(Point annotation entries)
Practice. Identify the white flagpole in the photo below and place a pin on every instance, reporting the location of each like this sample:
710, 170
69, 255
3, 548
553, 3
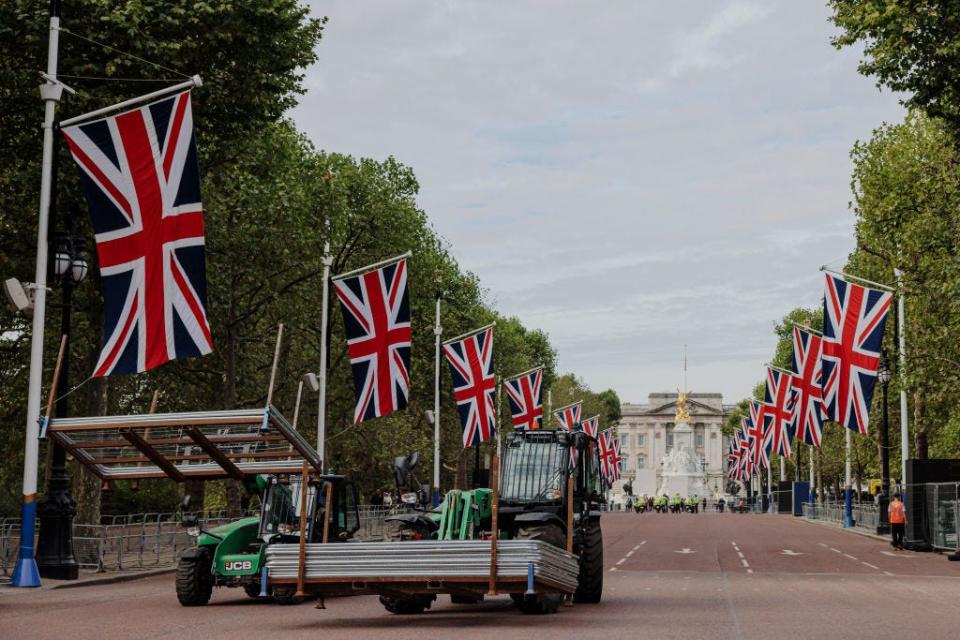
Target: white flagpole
904, 420
549, 415
848, 473
437, 332
322, 399
25, 573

**Exercise objective**
Copy the entries above word for word, omitting the pictures.

**Finished answer**
Practice. Identify the white flagpole in the photo below and place a pin on every instance, reporting the location of each like this sample:
710, 170
69, 255
3, 548
553, 3
Target: white flagpole
904, 420
549, 415
848, 473
437, 332
322, 399
25, 573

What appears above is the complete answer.